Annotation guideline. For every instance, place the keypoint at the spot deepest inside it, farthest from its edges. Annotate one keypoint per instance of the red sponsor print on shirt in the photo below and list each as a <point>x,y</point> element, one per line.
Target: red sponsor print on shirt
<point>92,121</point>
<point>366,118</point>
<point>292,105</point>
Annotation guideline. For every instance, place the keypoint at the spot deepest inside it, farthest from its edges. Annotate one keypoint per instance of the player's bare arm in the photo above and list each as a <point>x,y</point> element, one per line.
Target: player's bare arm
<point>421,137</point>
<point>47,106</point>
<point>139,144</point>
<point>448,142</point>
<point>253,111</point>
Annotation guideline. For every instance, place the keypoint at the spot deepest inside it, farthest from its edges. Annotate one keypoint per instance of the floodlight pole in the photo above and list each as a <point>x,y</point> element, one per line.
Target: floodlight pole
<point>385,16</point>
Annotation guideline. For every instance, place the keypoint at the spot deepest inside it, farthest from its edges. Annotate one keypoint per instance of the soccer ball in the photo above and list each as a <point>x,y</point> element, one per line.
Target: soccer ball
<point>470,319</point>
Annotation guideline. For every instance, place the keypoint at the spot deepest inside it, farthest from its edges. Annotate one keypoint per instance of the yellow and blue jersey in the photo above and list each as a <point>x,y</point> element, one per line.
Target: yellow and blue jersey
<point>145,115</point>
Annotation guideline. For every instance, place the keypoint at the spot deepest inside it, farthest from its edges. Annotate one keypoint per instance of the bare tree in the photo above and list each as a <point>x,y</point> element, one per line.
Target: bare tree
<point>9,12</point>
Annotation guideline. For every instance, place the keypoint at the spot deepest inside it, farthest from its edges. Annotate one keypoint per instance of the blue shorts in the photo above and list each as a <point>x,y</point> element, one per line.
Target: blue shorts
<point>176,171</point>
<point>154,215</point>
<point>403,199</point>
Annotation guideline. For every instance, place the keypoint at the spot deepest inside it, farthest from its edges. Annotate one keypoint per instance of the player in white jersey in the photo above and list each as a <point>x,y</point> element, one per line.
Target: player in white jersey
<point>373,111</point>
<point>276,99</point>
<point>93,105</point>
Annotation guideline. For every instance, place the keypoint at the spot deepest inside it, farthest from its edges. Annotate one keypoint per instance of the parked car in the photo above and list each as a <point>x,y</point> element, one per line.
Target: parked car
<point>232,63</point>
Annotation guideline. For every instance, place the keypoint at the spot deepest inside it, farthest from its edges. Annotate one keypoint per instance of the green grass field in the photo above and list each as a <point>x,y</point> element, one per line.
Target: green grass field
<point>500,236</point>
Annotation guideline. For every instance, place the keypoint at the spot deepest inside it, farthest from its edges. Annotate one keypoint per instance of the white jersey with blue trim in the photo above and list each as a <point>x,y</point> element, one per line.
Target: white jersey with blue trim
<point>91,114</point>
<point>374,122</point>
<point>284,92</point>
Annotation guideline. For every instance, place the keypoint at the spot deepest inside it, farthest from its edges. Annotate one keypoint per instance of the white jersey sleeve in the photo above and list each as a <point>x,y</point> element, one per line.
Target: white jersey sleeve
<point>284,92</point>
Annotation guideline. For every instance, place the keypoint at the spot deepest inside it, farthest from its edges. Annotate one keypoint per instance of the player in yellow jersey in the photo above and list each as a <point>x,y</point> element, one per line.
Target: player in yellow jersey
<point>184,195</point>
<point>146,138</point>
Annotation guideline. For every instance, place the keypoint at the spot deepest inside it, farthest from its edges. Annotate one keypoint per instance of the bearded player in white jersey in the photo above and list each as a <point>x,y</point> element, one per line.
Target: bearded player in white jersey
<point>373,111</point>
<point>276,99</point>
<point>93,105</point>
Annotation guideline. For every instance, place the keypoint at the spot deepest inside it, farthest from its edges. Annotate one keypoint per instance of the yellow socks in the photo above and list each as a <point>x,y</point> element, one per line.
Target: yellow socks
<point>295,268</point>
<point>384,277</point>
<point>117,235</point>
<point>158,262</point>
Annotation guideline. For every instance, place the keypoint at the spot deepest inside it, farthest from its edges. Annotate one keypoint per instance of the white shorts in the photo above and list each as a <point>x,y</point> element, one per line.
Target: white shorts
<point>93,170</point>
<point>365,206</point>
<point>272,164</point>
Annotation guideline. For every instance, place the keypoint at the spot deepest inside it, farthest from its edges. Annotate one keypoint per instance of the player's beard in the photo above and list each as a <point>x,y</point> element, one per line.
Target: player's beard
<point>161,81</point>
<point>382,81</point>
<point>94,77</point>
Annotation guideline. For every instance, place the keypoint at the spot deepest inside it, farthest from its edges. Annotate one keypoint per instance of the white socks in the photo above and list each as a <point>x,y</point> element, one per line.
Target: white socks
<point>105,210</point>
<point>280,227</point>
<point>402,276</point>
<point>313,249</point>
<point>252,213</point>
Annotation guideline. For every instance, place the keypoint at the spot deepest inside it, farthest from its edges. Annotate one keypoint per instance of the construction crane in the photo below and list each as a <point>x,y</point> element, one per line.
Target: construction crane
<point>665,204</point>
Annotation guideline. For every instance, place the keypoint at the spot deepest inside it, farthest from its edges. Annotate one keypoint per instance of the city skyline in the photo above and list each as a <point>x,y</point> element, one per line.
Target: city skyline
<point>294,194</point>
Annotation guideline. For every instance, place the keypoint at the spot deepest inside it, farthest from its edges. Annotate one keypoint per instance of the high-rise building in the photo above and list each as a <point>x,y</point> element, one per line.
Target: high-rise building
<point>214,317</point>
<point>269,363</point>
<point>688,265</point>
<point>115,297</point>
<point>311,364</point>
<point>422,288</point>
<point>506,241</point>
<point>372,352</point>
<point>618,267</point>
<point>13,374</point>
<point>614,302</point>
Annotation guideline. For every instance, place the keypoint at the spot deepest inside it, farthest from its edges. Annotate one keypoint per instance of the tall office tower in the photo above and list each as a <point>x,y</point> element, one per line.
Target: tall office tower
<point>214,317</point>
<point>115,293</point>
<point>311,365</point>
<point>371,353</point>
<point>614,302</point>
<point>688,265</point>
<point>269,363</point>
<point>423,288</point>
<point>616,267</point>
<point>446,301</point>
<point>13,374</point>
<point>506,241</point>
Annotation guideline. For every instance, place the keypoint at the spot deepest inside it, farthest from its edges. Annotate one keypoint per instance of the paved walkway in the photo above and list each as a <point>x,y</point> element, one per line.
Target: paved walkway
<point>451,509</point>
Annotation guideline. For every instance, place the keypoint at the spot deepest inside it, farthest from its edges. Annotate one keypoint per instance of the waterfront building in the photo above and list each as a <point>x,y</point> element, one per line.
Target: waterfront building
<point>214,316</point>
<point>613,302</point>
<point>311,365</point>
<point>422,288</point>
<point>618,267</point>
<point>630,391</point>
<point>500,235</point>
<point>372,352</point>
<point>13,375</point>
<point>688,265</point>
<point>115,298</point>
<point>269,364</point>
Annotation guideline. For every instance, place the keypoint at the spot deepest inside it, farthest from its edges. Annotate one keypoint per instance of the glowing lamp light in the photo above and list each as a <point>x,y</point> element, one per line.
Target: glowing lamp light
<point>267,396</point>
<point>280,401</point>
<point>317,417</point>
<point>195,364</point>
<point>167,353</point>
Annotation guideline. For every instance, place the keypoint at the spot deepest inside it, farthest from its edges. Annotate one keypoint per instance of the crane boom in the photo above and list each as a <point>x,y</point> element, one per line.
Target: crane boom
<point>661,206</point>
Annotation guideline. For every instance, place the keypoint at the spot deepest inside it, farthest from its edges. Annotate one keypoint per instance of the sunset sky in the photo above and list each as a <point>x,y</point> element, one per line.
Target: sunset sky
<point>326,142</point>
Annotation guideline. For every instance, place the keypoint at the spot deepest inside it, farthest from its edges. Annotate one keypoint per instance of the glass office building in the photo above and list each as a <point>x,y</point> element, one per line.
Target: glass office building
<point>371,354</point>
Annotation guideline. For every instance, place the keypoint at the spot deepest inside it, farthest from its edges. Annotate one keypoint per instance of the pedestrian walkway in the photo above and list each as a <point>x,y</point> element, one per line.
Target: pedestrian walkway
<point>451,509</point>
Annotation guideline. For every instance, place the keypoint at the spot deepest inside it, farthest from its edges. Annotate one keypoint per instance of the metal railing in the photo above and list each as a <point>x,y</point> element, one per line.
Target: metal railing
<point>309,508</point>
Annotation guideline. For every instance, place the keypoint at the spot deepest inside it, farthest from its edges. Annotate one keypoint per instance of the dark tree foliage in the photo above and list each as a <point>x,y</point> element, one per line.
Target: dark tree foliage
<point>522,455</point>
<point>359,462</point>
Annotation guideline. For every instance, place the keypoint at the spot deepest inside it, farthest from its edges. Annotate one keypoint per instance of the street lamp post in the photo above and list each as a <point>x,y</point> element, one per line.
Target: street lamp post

- _Problem to work on_: Could you report all lines of the listing that hold "below"?

- _Response for this exercise_:
Annotation guideline. For every instance, place the keypoint at the spot deepest inside it, farthest from its edges. Annotate one keypoint per instance of the red sponsor print on shirt in the photo below and list each as a <point>x,y</point> element, one per line.
Annotation guideline. For every instance, place the keypoint at the spot deepest inside it, farthest from its edges. Annotate one keypoint per instance of the construction crane in the photo below and list each as a <point>x,y</point> element, one per line.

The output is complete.